**ENTRIES PROVIDED**.
======

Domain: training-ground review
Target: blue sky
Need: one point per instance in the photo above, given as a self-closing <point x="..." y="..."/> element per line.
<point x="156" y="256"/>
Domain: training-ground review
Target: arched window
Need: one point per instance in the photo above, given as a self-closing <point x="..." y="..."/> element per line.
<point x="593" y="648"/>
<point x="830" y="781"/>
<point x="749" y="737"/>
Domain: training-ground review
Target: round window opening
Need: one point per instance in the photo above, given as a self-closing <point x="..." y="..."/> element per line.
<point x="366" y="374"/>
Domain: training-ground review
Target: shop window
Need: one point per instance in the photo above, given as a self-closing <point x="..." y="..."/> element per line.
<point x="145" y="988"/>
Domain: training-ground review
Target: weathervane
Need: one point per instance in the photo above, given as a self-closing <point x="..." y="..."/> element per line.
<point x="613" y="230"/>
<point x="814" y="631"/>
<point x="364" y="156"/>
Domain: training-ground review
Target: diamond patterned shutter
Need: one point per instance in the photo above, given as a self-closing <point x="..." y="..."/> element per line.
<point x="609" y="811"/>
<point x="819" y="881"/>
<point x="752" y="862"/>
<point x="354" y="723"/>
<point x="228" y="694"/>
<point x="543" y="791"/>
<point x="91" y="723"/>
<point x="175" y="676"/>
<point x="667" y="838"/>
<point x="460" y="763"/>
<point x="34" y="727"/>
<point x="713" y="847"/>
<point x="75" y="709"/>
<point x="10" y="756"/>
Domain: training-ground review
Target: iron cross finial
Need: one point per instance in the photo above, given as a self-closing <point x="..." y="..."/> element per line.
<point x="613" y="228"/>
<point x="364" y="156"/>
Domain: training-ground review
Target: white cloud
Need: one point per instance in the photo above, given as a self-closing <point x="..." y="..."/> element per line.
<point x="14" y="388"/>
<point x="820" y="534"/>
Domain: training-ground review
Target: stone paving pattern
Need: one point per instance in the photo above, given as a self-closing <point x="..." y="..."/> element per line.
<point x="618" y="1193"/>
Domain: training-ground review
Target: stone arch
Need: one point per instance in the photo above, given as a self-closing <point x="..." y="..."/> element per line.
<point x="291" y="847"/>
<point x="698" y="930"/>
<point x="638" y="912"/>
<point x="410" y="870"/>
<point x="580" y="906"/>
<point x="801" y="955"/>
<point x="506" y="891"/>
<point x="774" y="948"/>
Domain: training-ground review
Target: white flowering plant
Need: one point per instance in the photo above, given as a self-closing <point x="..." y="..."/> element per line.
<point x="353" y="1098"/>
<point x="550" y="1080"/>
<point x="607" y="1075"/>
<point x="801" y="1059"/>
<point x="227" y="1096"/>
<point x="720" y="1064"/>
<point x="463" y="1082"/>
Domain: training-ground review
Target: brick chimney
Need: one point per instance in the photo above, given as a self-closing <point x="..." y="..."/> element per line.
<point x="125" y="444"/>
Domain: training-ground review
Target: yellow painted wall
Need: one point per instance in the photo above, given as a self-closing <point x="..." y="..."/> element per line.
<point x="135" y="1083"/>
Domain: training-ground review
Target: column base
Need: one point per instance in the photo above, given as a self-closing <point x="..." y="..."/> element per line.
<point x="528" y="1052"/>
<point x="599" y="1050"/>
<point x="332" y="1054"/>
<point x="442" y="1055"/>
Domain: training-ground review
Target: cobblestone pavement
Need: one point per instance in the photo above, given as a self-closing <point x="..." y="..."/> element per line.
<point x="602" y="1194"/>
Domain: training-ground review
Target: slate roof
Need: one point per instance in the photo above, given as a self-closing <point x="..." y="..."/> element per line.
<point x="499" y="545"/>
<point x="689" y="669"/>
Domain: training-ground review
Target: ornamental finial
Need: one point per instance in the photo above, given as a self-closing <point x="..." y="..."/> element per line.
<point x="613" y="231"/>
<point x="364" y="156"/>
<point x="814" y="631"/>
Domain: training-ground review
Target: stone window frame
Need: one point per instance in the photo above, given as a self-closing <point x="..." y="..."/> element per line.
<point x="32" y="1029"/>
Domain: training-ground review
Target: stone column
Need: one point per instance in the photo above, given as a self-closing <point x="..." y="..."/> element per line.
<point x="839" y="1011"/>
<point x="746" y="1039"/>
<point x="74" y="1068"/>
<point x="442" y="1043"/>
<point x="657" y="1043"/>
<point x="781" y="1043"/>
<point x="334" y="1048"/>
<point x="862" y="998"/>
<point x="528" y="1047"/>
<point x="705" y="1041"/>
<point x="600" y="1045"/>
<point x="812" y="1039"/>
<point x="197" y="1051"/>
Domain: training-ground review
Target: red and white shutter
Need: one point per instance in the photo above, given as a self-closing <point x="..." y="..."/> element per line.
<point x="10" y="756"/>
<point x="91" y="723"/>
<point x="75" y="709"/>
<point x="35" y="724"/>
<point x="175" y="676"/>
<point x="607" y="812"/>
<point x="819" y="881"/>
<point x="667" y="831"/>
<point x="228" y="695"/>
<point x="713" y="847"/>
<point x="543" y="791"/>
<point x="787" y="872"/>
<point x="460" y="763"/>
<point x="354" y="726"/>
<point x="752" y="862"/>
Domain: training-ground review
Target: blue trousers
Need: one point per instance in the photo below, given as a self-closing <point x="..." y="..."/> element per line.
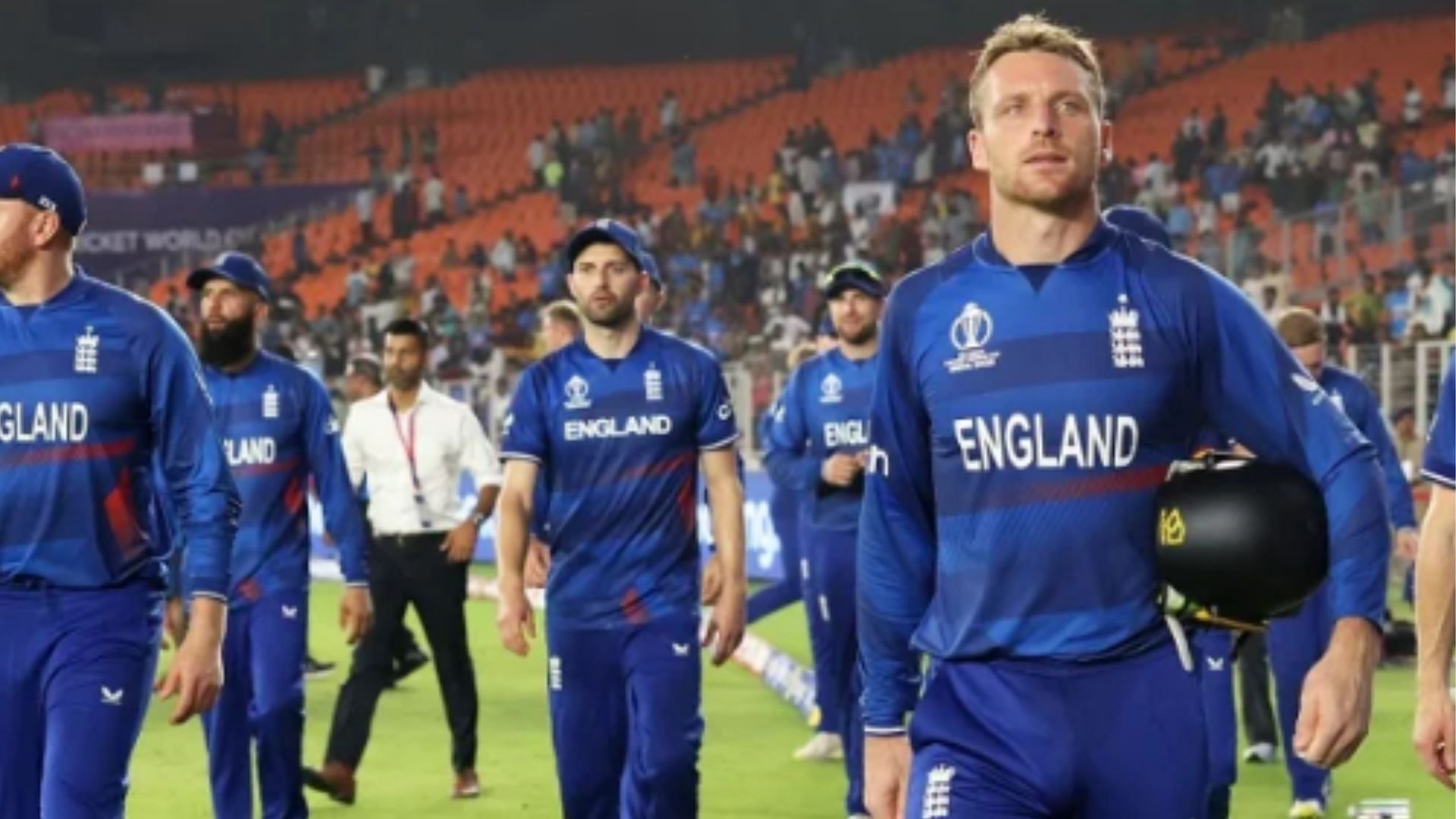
<point x="1296" y="643"/>
<point x="261" y="703"/>
<point x="1215" y="649"/>
<point x="1040" y="739"/>
<point x="626" y="720"/>
<point x="836" y="653"/>
<point x="76" y="670"/>
<point x="783" y="513"/>
<point x="826" y="695"/>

======

**THE PROBLEM**. List every line in the listing above that contains the word "shutter".

**RESULT OF THE EXERCISE**.
Target: diamond patterned shutter
Target: red and white shutter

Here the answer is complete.